_Texte proposé_:
* * * * * * *
Le top 5 de cette semaine, qui porte sur la catégorie Morningstar des fonds d’actions des marchés frontières, tient compte des performances des quatre premiers mois de l’année 2021.
T. Rowe Price
La première place du classement revient au fonds T. Rowe Price Frontier Markets Equity, noté Neutral par les analystes de Morningstar, prudents depuis l’annonce du départ du gérant, Oliver Bell, au 1er janvier 2021. « Oliver pilotait la stratégie depuis le lancement du fonds en 2014 ; il est remplacé par Johannes Loefstrand, co-gérant du fonds depuis le 1er août 2020. Son expérience limitée de la gestion du portefeuille nous invite à la vigilance, malgré le soutien de cinq analystes. »
Le fonds a pour objectif d’investir dans des entreprises offrant des perspectives de croissance durables. Il adopte surtout une approche ascendante mais tient compte des évolutions macroéconomiques.
* * * * * * *
_Données fournies_:
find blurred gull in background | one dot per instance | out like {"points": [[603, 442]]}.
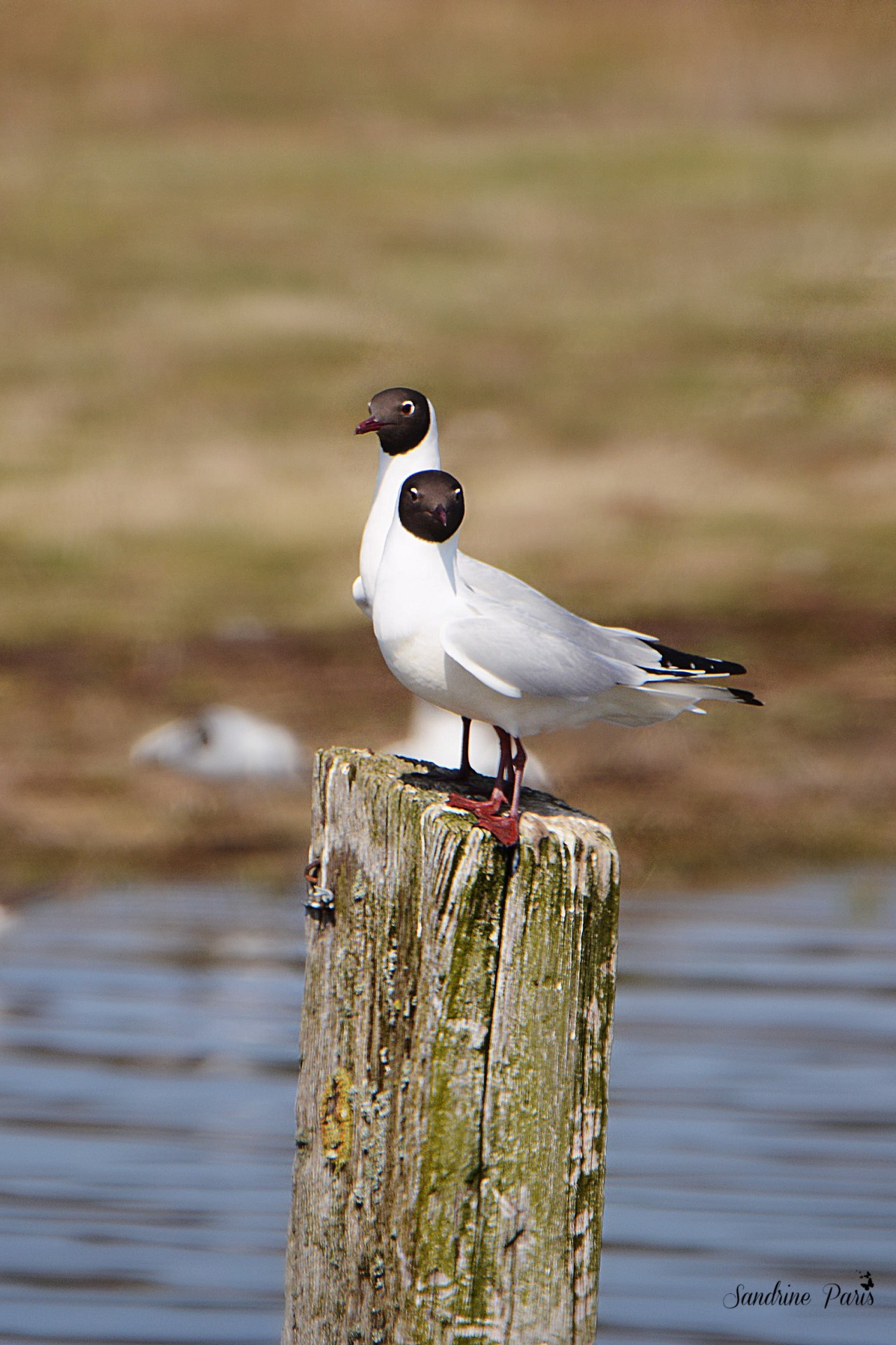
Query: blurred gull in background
{"points": [[222, 743]]}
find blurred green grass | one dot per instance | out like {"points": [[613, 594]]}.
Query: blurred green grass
{"points": [[579, 228], [641, 256]]}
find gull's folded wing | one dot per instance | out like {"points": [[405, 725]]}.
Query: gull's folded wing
{"points": [[526, 658]]}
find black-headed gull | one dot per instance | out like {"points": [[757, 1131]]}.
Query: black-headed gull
{"points": [[223, 743], [404, 420], [523, 668]]}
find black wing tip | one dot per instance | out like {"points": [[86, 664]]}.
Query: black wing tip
{"points": [[694, 662], [747, 697]]}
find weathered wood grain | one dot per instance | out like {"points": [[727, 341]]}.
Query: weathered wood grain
{"points": [[453, 1091]]}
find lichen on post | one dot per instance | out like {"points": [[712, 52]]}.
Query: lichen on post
{"points": [[453, 1090]]}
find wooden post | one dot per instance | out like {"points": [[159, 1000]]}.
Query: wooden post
{"points": [[453, 1090]]}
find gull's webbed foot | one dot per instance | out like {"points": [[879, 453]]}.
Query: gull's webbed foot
{"points": [[505, 829], [479, 807]]}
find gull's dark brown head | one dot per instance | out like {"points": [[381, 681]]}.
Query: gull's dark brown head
{"points": [[400, 418], [431, 506]]}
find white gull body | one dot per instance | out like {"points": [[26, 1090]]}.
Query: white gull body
{"points": [[525, 668], [482, 581]]}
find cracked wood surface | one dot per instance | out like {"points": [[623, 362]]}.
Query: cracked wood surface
{"points": [[453, 1091]]}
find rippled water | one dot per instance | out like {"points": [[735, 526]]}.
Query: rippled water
{"points": [[147, 1079]]}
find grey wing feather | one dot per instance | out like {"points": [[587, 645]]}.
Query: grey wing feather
{"points": [[488, 587], [532, 659], [489, 583]]}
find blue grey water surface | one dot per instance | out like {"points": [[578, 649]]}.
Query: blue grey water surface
{"points": [[147, 1083]]}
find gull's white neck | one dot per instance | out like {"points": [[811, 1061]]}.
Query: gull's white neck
{"points": [[392, 475], [416, 583]]}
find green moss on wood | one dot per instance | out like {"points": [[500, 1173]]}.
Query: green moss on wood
{"points": [[467, 993]]}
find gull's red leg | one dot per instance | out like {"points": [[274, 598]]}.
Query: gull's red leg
{"points": [[506, 829], [497, 799], [464, 773]]}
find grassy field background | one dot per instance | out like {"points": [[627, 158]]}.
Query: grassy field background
{"points": [[643, 260]]}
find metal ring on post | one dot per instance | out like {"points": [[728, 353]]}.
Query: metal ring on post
{"points": [[321, 903]]}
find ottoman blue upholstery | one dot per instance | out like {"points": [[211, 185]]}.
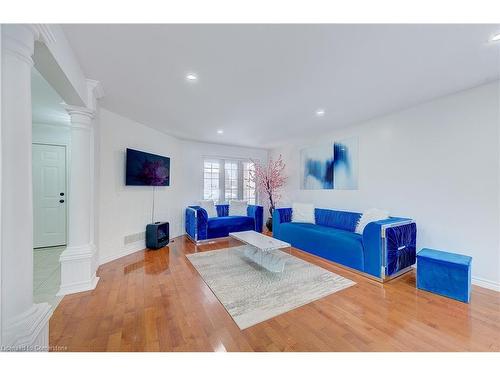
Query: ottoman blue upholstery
{"points": [[444, 273], [200, 227]]}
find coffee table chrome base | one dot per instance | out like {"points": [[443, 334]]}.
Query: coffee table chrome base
{"points": [[262, 249]]}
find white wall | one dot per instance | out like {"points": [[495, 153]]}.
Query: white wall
{"points": [[437, 163], [193, 154], [125, 210]]}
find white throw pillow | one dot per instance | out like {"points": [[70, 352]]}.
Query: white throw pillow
{"points": [[209, 206], [238, 208], [303, 213], [373, 214]]}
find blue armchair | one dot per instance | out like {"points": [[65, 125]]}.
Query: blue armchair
{"points": [[200, 227]]}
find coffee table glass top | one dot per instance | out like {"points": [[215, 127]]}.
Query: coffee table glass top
{"points": [[259, 240]]}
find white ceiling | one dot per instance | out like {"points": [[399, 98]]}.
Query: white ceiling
{"points": [[46, 102], [262, 84]]}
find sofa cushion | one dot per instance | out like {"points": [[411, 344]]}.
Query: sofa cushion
{"points": [[209, 206], [303, 213], [238, 207], [222, 226], [334, 244], [337, 219]]}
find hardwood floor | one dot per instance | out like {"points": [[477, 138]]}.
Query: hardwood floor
{"points": [[156, 301]]}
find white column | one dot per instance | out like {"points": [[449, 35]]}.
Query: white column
{"points": [[79, 259], [24, 324]]}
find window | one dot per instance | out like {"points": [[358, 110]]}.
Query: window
{"points": [[211, 180], [248, 185], [231, 180], [226, 179]]}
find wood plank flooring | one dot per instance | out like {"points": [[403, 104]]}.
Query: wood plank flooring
{"points": [[156, 301]]}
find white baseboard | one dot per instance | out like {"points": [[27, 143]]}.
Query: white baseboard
{"points": [[130, 249], [488, 284]]}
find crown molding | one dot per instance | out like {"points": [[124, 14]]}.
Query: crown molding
{"points": [[96, 88], [81, 111], [44, 33]]}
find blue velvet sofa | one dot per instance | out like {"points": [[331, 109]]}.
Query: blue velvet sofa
{"points": [[386, 248], [200, 227]]}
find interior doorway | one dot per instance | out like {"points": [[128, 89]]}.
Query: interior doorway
{"points": [[49, 196]]}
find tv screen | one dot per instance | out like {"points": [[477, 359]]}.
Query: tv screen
{"points": [[147, 169]]}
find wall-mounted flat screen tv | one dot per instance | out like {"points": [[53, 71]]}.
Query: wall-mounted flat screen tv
{"points": [[147, 169]]}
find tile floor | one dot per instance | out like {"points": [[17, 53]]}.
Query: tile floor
{"points": [[47, 275]]}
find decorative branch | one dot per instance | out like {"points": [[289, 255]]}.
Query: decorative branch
{"points": [[269, 180]]}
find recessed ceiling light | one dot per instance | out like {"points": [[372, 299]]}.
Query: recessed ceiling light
{"points": [[320, 112]]}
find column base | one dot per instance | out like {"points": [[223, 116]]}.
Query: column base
{"points": [[29, 332], [78, 269]]}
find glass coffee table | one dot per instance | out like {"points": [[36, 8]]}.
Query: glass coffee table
{"points": [[262, 249]]}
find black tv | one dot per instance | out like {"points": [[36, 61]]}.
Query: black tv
{"points": [[145, 169]]}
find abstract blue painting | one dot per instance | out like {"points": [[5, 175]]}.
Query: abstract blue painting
{"points": [[330, 166], [345, 164]]}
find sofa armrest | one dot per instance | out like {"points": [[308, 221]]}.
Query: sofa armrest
{"points": [[280, 215], [257, 212], [373, 243], [196, 223]]}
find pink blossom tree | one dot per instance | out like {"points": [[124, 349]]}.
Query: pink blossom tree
{"points": [[269, 180]]}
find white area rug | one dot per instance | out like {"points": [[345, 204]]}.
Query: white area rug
{"points": [[251, 294]]}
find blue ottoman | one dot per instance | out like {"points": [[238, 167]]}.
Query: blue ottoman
{"points": [[444, 273]]}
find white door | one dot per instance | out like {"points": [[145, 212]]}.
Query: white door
{"points": [[49, 195]]}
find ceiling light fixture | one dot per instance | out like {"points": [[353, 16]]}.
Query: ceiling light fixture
{"points": [[320, 112]]}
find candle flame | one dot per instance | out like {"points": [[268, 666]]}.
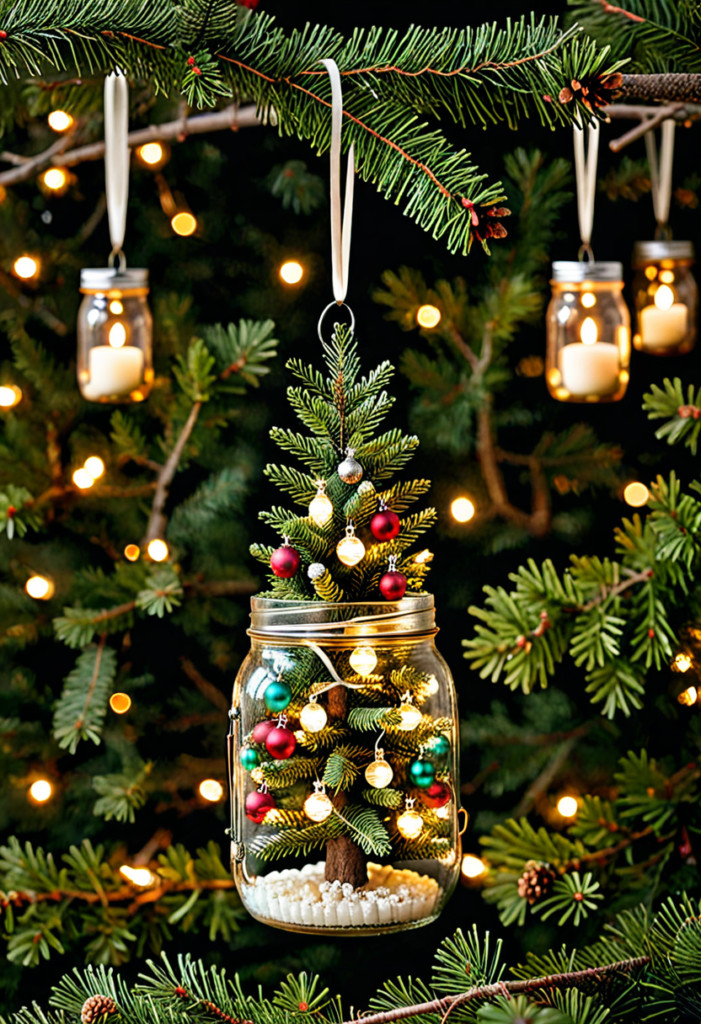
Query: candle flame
* * * * * * *
_Travail demandé_:
**a.** D'après l'article sur les fonds d'actions des marchés frontières, quelle note les analystes de Morningstar attribuent-ils au fonds T. Rowe Price Frontier Markets Equity ?
**b.** Restituez sans modification le passage de l'article sur les fonds d'actions des marchés frontières allant de « Le fonds a pour » jusqu'à « des évolutions macroéconomiques. ».
**c.** Reprenez la rédaction de l'article sur les fonds d'actions des marchés frontières à la suite de sa dernière phrase.

_Corrigé_:
**a.** Neutral.

**b.**
Le fonds a pour objectif d’investir dans des entreprises offrant des perspectives de croissance durables. Il adopte surtout une approche ascendante mais tient compte des évolutions macroéconomiques.

**c.**
Le portefeuille est fortement exposé au secteur financier, ce qui n’est pas inhabituel dans la catégorie, selon Thomas De Fauw. « Fin mars 2021, l’exposition à la finance était de 35 %, soit cinq points de pourcentage de plus que la moyenne de la catégorie.
Le portefeuille est également très concentré, avec près de la moitié de l’actif investi dans les dix principales positions. Cette année, le fonds a notamment profité de la belle tenue de FPT Corp et de Mobile World, deux actions vietnamiennes en portefeuille depuis 2017 et 2015, respectivement, ainsi que de celle de Safaricom, opérateur mobile kenyan. »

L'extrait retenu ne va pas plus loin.